### Goal of the exercise
Set down the material again. Keep every line exactly as it is.

### Exercise inputs
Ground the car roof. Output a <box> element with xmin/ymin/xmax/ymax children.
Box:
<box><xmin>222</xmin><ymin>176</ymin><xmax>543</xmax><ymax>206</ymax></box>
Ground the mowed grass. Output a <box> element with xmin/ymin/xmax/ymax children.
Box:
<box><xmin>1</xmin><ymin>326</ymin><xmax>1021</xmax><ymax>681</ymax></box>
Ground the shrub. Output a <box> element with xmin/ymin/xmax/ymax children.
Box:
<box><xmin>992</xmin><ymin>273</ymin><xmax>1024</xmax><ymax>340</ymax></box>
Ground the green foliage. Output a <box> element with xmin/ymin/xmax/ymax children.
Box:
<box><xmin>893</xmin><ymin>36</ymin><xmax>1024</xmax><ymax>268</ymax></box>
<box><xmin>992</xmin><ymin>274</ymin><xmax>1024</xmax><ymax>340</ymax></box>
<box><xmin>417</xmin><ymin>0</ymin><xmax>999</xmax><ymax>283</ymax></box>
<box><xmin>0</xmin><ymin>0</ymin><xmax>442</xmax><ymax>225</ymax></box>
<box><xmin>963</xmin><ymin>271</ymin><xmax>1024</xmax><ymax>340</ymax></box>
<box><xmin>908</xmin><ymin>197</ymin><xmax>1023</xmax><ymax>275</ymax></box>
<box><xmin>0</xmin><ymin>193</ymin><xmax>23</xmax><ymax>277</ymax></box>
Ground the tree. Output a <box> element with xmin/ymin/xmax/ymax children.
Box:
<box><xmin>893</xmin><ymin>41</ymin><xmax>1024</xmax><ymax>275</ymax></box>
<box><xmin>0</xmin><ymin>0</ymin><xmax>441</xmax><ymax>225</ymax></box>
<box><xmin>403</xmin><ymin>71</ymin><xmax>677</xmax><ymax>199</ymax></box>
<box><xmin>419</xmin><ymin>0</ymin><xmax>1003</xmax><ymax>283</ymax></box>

### Result below
Ground the car roof. Output a <box> element with xmin/ymin/xmax/ymax children.
Box:
<box><xmin>222</xmin><ymin>176</ymin><xmax>543</xmax><ymax>206</ymax></box>
Ground the mowed grass. Output a <box> element with xmin/ymin/xmax/ymax children.
Box:
<box><xmin>1</xmin><ymin>326</ymin><xmax>1021</xmax><ymax>681</ymax></box>
Ground the shrub. Output a <box> element with xmin/ymin/xmax/ymax children.
Box:
<box><xmin>992</xmin><ymin>273</ymin><xmax>1024</xmax><ymax>340</ymax></box>
Ground the green foliage. Output a <box> element with xmin/ymin/xmax/ymax children.
Box:
<box><xmin>893</xmin><ymin>36</ymin><xmax>1024</xmax><ymax>268</ymax></box>
<box><xmin>992</xmin><ymin>274</ymin><xmax>1024</xmax><ymax>340</ymax></box>
<box><xmin>417</xmin><ymin>0</ymin><xmax>999</xmax><ymax>283</ymax></box>
<box><xmin>0</xmin><ymin>0</ymin><xmax>442</xmax><ymax>225</ymax></box>
<box><xmin>963</xmin><ymin>271</ymin><xmax>1024</xmax><ymax>340</ymax></box>
<box><xmin>908</xmin><ymin>197</ymin><xmax>1023</xmax><ymax>275</ymax></box>
<box><xmin>0</xmin><ymin>193</ymin><xmax>23</xmax><ymax>277</ymax></box>
Ground the tree. Output a <box> element with xmin/ymin/xmax/ymax children.
Box:
<box><xmin>893</xmin><ymin>41</ymin><xmax>1024</xmax><ymax>275</ymax></box>
<box><xmin>0</xmin><ymin>0</ymin><xmax>441</xmax><ymax>225</ymax></box>
<box><xmin>403</xmin><ymin>71</ymin><xmax>677</xmax><ymax>199</ymax></box>
<box><xmin>419</xmin><ymin>0</ymin><xmax>1003</xmax><ymax>283</ymax></box>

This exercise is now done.